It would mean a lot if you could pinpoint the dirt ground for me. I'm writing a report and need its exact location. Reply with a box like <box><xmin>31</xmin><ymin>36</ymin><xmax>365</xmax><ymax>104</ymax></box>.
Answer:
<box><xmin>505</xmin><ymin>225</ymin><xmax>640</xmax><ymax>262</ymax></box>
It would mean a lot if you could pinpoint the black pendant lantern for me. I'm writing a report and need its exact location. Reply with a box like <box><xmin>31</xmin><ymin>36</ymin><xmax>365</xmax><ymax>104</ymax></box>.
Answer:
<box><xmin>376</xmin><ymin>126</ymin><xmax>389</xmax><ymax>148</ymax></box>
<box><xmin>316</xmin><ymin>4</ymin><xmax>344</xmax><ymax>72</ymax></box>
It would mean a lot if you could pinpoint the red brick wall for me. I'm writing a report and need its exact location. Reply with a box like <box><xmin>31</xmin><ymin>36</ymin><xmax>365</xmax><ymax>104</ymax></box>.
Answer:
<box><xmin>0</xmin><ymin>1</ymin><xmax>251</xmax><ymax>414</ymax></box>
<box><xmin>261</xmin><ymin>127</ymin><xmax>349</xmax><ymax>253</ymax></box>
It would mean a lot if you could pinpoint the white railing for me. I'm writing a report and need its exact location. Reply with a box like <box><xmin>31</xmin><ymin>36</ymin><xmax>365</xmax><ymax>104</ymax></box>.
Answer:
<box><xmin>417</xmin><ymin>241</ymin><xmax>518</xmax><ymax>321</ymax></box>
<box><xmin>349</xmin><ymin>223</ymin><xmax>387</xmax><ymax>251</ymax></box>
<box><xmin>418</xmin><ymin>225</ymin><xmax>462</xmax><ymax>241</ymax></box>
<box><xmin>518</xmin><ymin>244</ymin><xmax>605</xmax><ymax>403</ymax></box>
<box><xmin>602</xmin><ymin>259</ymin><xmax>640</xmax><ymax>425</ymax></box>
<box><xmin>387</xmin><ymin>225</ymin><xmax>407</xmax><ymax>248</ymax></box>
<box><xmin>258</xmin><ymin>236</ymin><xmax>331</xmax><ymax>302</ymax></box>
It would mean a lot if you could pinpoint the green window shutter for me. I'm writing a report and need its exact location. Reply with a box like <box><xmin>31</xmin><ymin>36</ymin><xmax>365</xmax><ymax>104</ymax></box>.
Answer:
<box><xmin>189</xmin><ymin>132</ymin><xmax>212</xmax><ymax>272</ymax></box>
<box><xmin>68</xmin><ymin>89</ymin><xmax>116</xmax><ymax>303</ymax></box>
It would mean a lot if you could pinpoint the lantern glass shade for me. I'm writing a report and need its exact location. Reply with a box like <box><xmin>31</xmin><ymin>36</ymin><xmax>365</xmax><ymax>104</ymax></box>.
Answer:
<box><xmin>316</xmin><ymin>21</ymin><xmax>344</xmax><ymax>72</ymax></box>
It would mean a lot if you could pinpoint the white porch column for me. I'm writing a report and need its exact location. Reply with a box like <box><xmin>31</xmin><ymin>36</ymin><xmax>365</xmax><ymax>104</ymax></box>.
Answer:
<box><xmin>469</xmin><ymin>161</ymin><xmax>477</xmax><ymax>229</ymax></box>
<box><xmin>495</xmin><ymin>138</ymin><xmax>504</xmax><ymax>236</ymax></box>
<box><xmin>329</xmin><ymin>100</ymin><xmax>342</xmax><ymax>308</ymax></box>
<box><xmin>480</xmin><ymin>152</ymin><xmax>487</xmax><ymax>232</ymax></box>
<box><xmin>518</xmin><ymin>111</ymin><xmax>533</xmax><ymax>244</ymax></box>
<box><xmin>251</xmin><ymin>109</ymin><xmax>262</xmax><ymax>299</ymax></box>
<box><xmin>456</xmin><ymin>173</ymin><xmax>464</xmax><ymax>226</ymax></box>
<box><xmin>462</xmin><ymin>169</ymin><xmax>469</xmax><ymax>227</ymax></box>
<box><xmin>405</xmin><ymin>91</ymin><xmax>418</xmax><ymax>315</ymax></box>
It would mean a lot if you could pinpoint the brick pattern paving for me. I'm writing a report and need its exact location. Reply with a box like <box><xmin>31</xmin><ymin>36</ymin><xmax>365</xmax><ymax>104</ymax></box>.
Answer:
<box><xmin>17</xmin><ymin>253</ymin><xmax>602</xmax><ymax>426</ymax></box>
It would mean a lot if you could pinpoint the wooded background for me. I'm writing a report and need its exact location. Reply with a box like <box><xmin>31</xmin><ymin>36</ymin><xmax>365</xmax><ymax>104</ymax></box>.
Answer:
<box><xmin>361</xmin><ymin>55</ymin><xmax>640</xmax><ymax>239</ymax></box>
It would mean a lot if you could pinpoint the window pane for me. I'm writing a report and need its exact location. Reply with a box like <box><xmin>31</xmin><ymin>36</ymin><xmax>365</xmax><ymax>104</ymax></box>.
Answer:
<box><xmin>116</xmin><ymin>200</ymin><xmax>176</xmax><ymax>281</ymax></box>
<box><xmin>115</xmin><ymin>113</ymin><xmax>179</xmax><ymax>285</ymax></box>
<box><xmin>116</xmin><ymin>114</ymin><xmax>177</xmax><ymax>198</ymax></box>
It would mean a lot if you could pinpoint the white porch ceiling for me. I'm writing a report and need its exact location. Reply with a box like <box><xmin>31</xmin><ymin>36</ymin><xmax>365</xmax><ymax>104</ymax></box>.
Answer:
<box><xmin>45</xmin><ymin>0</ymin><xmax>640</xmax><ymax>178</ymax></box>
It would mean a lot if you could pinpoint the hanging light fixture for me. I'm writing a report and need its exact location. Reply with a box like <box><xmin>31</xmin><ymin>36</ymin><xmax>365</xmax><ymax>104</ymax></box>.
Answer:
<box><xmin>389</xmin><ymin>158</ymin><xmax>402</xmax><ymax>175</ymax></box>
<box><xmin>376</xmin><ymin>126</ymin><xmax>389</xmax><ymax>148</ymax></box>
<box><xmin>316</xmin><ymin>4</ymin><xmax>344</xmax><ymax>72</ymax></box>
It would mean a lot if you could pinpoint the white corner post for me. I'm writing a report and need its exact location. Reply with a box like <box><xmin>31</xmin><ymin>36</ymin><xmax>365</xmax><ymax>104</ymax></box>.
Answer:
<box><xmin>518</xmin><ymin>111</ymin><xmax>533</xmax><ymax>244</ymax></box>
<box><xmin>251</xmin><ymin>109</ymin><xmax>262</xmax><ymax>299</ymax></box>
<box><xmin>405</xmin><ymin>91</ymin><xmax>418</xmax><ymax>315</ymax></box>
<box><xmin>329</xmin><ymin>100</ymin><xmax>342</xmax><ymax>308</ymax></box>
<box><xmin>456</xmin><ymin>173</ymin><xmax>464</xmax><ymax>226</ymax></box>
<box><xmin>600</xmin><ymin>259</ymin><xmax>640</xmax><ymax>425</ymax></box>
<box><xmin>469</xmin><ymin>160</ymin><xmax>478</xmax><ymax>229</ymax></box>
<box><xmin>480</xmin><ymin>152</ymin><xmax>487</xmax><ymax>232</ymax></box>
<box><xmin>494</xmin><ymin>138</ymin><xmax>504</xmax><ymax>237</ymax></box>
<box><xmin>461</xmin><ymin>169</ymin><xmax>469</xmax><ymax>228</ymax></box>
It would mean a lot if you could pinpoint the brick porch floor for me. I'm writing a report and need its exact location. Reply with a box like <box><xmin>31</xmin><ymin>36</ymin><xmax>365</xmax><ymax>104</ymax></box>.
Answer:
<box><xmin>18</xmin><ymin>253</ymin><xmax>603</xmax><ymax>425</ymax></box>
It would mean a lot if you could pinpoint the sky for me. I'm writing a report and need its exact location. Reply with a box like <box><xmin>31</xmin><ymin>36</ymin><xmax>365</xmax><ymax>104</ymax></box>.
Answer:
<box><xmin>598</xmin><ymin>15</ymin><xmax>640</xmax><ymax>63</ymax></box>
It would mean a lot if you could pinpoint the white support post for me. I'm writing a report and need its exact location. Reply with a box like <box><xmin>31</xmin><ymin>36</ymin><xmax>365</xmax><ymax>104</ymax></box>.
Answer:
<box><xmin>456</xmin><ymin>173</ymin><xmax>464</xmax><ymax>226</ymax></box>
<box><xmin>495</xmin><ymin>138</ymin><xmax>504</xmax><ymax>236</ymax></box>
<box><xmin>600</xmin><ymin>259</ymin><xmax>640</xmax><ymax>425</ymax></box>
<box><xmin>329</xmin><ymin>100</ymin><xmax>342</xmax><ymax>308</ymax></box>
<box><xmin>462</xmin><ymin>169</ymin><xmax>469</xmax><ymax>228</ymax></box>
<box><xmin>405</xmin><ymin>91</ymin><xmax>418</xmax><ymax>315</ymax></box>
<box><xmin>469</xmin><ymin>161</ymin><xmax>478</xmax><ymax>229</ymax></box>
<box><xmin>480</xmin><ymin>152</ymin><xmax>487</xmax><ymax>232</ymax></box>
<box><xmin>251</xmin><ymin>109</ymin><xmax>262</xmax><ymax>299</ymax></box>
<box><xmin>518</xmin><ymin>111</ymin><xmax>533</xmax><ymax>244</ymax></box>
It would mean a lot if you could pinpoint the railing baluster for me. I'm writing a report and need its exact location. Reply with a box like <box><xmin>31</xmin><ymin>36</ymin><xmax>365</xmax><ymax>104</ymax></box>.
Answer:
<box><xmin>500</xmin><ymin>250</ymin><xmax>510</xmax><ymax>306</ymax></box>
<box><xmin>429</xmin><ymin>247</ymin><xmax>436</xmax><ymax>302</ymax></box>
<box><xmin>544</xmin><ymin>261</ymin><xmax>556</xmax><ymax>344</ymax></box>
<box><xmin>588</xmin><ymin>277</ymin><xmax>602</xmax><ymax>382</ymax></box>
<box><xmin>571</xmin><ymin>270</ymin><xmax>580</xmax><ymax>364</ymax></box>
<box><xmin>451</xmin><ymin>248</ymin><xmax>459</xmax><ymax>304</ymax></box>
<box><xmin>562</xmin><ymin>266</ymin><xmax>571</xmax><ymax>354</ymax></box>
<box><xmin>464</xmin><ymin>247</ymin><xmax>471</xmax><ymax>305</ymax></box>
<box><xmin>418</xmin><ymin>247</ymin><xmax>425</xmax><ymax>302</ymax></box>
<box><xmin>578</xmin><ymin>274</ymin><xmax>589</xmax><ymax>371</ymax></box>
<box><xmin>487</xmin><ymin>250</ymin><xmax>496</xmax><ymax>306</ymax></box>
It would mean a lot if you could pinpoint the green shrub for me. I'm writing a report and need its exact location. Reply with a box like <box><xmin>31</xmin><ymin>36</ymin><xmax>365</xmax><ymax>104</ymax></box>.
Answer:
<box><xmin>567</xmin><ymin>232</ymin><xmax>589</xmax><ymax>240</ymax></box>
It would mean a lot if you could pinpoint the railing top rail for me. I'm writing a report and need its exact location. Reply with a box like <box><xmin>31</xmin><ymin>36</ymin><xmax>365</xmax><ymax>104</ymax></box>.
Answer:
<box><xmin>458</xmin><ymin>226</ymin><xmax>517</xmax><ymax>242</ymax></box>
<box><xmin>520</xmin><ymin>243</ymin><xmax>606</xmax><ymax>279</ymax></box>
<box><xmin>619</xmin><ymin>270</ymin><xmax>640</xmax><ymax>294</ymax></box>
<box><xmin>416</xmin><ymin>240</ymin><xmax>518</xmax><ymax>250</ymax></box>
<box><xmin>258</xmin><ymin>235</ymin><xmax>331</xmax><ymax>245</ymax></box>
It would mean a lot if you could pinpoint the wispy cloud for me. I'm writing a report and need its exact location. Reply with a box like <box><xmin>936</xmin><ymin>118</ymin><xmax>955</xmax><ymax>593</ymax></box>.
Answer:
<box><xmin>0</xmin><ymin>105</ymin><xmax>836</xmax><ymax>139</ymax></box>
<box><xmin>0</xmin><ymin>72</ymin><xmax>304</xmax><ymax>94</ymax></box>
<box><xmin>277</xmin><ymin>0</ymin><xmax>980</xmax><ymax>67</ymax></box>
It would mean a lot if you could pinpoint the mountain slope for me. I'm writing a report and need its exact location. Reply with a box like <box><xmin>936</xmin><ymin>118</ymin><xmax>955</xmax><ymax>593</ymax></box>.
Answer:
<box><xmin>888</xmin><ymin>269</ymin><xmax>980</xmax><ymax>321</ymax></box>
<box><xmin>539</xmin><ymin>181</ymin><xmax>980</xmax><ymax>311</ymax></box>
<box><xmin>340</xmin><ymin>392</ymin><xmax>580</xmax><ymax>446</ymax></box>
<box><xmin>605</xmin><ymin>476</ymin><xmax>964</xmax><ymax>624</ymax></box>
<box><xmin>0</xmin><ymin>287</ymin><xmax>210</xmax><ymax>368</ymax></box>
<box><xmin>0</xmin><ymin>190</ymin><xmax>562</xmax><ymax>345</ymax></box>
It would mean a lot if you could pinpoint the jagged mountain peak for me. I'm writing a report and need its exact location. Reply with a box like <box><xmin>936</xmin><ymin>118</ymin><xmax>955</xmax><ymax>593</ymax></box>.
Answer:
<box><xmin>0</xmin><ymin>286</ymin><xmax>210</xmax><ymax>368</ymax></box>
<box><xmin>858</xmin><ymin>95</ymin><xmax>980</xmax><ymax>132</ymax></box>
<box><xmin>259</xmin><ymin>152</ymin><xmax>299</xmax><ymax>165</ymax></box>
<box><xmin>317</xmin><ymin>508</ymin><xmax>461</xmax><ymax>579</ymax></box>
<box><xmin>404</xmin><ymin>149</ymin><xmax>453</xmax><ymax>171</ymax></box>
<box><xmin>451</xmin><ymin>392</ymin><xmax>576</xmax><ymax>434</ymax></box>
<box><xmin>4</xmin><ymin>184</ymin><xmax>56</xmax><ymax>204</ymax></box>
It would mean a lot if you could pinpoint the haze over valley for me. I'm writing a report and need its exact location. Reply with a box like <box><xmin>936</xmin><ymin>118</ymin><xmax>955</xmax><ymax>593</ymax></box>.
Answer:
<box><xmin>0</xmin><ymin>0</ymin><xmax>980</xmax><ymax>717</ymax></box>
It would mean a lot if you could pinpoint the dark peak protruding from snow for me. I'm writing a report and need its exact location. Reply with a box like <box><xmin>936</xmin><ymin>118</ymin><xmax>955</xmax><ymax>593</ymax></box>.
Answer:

━━━━

How many lines in the rows above contain the string "ceiling"? Reply with the number only.

# Result below
1